Required work:
After locating the line with "The component shall indicate each instance of the multi-story", set down that line and all the lines that follow it, unchanged, to the end of the records; omit the pictures.

Records for processing:

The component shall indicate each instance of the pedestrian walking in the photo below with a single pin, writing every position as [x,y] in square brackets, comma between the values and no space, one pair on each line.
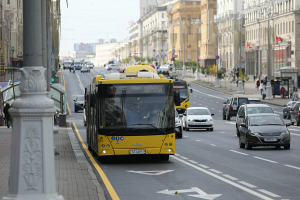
[6,113]
[282,91]
[295,96]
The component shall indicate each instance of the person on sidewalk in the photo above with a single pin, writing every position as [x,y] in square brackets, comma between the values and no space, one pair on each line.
[295,96]
[261,88]
[282,90]
[6,113]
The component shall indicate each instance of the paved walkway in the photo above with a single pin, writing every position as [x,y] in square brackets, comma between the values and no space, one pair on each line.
[231,88]
[75,179]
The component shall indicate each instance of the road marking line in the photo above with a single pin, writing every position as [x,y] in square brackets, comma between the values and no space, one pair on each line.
[230,123]
[247,184]
[230,177]
[269,193]
[216,171]
[108,185]
[265,159]
[69,109]
[224,179]
[239,152]
[204,166]
[292,167]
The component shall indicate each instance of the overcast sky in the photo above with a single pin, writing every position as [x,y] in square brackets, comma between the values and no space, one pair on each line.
[88,20]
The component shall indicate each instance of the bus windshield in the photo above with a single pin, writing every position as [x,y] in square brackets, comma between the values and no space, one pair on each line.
[137,109]
[181,85]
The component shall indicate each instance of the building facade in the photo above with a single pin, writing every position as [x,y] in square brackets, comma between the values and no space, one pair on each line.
[229,34]
[283,17]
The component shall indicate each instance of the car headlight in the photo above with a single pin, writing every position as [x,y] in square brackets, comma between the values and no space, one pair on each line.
[283,133]
[254,134]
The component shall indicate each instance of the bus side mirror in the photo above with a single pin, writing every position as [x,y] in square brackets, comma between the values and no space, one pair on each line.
[177,98]
[93,100]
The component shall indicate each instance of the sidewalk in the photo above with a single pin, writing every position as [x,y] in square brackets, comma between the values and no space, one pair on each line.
[75,179]
[231,88]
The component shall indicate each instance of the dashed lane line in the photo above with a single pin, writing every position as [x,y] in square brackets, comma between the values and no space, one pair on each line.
[231,177]
[292,167]
[224,179]
[265,159]
[239,152]
[247,184]
[269,193]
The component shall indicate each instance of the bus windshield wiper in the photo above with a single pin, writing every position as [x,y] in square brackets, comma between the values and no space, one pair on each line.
[152,126]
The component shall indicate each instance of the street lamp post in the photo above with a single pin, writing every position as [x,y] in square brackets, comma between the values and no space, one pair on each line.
[32,169]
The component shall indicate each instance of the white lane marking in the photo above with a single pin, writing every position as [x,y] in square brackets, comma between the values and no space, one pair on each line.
[295,134]
[230,177]
[247,184]
[204,166]
[230,123]
[292,167]
[265,159]
[239,152]
[224,180]
[269,193]
[216,171]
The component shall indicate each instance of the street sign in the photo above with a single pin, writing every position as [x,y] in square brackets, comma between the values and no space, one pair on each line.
[152,173]
[201,194]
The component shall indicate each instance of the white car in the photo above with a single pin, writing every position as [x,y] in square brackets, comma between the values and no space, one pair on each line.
[197,118]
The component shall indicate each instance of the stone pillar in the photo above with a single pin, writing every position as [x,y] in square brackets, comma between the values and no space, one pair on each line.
[32,169]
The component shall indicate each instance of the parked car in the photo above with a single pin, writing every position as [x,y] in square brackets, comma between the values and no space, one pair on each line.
[178,124]
[163,70]
[287,109]
[85,69]
[197,118]
[254,101]
[79,103]
[248,109]
[232,105]
[295,114]
[264,130]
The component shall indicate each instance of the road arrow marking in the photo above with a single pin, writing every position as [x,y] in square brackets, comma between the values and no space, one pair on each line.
[152,173]
[201,194]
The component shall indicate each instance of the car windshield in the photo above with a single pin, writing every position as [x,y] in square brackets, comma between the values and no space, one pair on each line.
[253,110]
[80,98]
[198,112]
[265,120]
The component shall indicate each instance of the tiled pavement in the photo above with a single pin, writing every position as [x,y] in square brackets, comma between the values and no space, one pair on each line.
[75,179]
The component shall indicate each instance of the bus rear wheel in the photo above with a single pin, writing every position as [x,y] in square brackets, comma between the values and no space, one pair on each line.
[164,157]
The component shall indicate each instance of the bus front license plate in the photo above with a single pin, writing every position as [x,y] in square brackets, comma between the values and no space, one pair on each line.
[137,151]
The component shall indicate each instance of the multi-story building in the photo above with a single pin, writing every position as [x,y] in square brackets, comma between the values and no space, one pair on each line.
[154,34]
[228,34]
[283,17]
[184,33]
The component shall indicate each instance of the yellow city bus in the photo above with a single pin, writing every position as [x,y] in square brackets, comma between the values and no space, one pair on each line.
[182,86]
[129,114]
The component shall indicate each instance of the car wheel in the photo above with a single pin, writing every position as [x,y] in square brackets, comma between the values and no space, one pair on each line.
[247,145]
[227,117]
[242,145]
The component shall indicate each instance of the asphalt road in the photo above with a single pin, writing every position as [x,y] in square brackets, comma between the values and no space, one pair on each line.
[207,165]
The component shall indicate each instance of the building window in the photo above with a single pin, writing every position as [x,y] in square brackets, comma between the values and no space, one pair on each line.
[189,29]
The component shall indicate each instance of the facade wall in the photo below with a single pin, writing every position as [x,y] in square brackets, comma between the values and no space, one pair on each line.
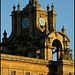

Task solution:
The component shall indicate each instance of the multi-story building in the photo above with a single pin, writing every position as [x,y] in square brackets, comma between the values and no space, one pair on each line.
[154,34]
[228,34]
[283,17]
[184,33]
The component shall indicate each instance of the yellow city bus in the photo above with a single pin, writing every position as [x,y] in square brackets, comma between the values and no space, one pair on each line.
[182,86]
[129,114]
The component shall indicate each instance of the car wheel in the photo above with a single pin, writing every position as [x,y] in square brackets, comma between the values and no space, one pair on each line.
[247,145]
[227,117]
[242,145]
The component shall indicate each instance of the asphalt road in the photo above with a single pin, writing every position as [x,y] in square brackets, comma between the values and no space, one pair on each line.
[207,165]
The component shall indicate each instance of the building window in the photo above with a single pin, writing every position as [x,y] in square brackets, comma between the values and no space, one pair on each line.
[189,29]
The component shall indicate each instance of the facade wall in the photo below with a single pin, writing every position as [x,y] in square brackets, comma between the values and no space, one pair on each line.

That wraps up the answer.